Quote the lines below exactly, from the one that holds "For every instance of the horse ear" through the final line of the records, and only those.

----- Provided data -----

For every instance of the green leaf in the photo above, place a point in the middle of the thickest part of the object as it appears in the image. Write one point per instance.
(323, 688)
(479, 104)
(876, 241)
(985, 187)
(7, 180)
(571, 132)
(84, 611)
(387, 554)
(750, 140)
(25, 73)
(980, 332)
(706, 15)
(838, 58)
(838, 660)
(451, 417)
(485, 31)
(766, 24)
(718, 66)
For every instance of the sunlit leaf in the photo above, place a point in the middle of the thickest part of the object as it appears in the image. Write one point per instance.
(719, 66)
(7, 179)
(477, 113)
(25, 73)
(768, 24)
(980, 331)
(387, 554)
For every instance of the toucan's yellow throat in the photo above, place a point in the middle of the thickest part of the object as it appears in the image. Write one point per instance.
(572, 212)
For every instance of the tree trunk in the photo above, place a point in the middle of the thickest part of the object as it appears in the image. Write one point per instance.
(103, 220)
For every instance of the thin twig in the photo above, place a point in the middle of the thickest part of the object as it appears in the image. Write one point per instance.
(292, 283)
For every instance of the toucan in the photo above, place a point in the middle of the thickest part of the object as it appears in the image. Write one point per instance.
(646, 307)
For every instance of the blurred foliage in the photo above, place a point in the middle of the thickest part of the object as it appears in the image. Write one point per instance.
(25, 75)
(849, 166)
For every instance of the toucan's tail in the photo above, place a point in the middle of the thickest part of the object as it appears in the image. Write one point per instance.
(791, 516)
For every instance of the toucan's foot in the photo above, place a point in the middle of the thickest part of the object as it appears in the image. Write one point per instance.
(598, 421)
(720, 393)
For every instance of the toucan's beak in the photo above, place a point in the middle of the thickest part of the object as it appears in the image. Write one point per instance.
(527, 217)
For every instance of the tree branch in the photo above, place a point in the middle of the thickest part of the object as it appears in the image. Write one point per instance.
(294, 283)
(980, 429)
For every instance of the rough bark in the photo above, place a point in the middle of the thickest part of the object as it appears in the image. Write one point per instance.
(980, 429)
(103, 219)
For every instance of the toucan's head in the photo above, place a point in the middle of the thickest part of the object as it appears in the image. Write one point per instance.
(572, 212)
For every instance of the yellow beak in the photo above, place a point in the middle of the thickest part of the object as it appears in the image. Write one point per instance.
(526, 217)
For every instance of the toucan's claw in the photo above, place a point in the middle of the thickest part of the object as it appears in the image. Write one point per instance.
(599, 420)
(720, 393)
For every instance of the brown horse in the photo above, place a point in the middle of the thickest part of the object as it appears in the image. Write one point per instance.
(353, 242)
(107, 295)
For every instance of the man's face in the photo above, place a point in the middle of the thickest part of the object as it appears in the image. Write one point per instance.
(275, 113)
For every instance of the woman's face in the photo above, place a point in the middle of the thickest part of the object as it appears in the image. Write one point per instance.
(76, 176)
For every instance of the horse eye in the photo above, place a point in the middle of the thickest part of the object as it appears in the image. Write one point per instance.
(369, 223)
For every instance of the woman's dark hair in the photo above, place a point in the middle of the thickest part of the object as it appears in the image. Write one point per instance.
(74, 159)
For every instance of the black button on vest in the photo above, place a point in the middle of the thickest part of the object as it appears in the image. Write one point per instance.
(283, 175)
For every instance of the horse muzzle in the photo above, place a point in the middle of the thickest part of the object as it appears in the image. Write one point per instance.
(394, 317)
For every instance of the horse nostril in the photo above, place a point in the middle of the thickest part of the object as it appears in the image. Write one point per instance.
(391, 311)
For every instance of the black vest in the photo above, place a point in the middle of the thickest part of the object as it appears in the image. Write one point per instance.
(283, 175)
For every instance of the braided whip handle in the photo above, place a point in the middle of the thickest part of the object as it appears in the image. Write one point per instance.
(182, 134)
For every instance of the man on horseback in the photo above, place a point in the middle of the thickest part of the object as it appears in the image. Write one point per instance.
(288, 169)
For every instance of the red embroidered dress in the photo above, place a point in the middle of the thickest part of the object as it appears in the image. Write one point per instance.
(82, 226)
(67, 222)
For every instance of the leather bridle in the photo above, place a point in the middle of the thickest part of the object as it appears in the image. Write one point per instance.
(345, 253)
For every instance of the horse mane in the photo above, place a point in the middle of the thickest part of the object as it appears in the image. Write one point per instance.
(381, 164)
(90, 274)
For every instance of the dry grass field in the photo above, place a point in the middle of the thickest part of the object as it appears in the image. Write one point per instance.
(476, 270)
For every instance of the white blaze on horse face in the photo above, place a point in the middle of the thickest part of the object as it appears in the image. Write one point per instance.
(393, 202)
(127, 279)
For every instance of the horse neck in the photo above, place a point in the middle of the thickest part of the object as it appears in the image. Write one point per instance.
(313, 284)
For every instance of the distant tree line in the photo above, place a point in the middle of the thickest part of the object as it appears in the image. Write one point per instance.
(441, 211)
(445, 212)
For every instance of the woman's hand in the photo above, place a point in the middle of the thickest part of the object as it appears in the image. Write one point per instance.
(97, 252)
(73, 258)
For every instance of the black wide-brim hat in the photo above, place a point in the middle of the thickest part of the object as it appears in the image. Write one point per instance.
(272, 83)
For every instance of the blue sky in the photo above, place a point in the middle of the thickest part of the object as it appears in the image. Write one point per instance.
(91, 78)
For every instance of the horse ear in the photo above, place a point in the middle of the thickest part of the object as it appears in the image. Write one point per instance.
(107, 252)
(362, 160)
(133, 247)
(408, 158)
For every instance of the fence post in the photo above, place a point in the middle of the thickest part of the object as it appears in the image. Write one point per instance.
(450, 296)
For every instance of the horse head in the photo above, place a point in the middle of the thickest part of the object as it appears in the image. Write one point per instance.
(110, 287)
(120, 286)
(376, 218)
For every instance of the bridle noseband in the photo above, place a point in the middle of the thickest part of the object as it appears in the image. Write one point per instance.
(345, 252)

-----

#### Finished task:
For every instance of the horse ear in the photo above, place a point in the middle of the thickest part of the object as it appears in the image. Write one point per instance.
(107, 252)
(362, 160)
(133, 247)
(408, 158)
For every instance of the fence post in the photo above, place a point in the middle of the thickest part of the object as it appears in the image. Write one point per instance.
(450, 296)
For every instance of the horse head in the photo above, place a point in the middle of the thickest part of the object as it appears in the image. Write one point per instance.
(110, 287)
(120, 286)
(376, 218)
For every instance of the bridle noseband in the photo above, place a point in the middle of the thickest part of the object as it appears in the image. Write one point per instance.
(345, 252)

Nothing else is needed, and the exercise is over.